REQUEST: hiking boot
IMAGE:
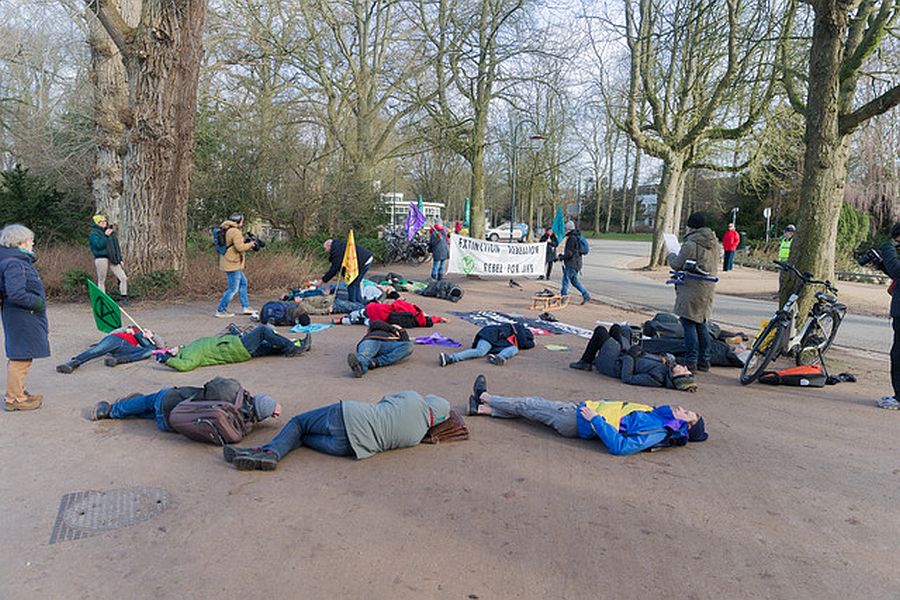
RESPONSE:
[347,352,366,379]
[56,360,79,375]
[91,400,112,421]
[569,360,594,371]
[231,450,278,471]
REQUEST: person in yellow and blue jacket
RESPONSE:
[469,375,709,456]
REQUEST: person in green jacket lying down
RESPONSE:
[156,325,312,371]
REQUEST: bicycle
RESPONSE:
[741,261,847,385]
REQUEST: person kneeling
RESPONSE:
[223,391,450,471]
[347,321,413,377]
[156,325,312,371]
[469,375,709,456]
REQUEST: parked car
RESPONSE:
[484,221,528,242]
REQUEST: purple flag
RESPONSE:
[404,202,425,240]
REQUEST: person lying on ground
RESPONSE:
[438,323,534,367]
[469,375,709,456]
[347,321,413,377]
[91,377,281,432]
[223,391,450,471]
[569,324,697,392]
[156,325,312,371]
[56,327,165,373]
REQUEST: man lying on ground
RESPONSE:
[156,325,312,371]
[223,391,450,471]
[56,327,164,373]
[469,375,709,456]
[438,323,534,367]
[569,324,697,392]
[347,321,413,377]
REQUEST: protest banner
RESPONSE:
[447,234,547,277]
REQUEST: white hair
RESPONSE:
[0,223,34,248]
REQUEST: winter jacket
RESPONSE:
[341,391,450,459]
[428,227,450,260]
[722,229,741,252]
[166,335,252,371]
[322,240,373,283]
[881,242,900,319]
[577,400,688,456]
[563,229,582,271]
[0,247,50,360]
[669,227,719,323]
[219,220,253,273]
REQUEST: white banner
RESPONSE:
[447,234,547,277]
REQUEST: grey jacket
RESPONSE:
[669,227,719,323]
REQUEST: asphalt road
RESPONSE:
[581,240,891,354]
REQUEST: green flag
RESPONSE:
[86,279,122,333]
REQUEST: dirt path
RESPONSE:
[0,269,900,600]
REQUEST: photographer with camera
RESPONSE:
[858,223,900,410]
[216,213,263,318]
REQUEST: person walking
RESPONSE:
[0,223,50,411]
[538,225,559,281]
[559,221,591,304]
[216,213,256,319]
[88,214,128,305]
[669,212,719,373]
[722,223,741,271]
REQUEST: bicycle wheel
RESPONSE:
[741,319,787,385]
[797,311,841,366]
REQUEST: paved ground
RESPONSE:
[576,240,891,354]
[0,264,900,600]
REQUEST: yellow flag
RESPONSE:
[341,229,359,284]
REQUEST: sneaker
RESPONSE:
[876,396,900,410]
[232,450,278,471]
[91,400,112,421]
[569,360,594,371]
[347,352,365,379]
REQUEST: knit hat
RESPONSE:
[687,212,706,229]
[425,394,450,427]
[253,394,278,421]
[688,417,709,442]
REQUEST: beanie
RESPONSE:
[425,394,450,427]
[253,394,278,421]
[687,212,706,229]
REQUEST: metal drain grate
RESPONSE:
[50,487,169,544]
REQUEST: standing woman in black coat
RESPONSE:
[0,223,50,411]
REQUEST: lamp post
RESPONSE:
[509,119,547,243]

=-=-=

EXERCISE:
Update the records by rewriting all of them with every "jacket" replaced by "coat" and everything else unchanged. Leave the pictures out of your answer.

TASK RESPONSE:
REQUEST: hiking boot
IMAGE:
RESPONSE:
[347,352,366,379]
[56,360,79,375]
[91,400,112,421]
[569,360,594,371]
[231,450,278,471]
REQUEST: person in yellow and blue coat
RESPONSE:
[469,375,709,456]
REQUEST: person in green coat lying down
RESPONSE:
[156,325,312,371]
REQUEST: bicycle
RESPONSE:
[741,261,847,385]
REQUEST: person kneeling
RESPONSE:
[223,391,450,471]
[347,321,413,377]
[156,325,312,371]
[469,375,709,456]
REQUEST: parked car
RESPONSE:
[484,221,528,242]
REQUEST: purple flag
RESPONSE:
[404,202,425,240]
REQUEST: person lying on ground
RESPONSE:
[438,323,534,367]
[469,375,709,456]
[347,321,413,377]
[91,377,281,432]
[223,391,450,471]
[569,324,697,392]
[156,325,312,371]
[56,327,165,373]
REQUEST: man lying on ground
RESPONSE:
[156,325,312,371]
[223,391,450,471]
[56,327,164,373]
[469,375,709,456]
[438,323,534,367]
[569,324,697,392]
[347,321,413,377]
REQUEST: protest banner
RESPONSE:
[447,234,547,277]
REQUEST: white hair
RESPONSE:
[0,223,34,248]
REQUEST: winter coat
RESPONSE:
[341,391,450,459]
[428,227,450,260]
[722,229,741,252]
[166,335,252,371]
[322,240,373,283]
[881,242,900,319]
[577,400,688,456]
[563,229,582,271]
[0,247,50,360]
[669,227,719,323]
[219,220,253,273]
REQUEST: white banner
RESPONSE:
[447,234,547,277]
REQUEST: grey coat
RESPONSE:
[669,227,719,323]
REQUEST: asphalt road
RESPONSE:
[581,240,891,354]
REQUEST: green flag
RESPONSE:
[86,279,122,333]
REQUEST: dirt path
RESPONSE:
[0,269,900,600]
REQUEST: photographer with camera
RESPONSE:
[858,223,900,410]
[216,213,263,318]
REQUEST: person walking
RESPONSE:
[0,223,50,411]
[538,225,559,281]
[559,221,591,304]
[216,213,256,319]
[88,214,128,305]
[669,212,719,373]
[722,223,741,271]
REQUEST: bicycle wheel
RESPONSE:
[741,319,787,385]
[797,311,841,366]
REQUEST: paved ground
RESPONSE:
[576,240,891,354]
[0,264,900,600]
REQUEST: yellow flag
RESPONSE:
[341,229,359,284]
REQUEST: sneaker
RESPONSE:
[876,396,900,410]
[232,450,278,471]
[91,400,112,421]
[569,360,594,371]
[347,352,365,379]
REQUEST: knit hat
RESPONSE:
[687,212,706,229]
[425,394,450,427]
[253,394,278,421]
[688,417,709,442]
REQUEST: beanie
RESPONSE:
[425,394,450,427]
[253,394,278,421]
[687,212,706,229]
REQUEST: metal drain grate
RESPONSE:
[50,487,169,544]
REQUEST: standing woman in black coat
RESPONSE:
[0,223,50,411]
REQUEST: lamp post
RESPONSE:
[509,119,547,243]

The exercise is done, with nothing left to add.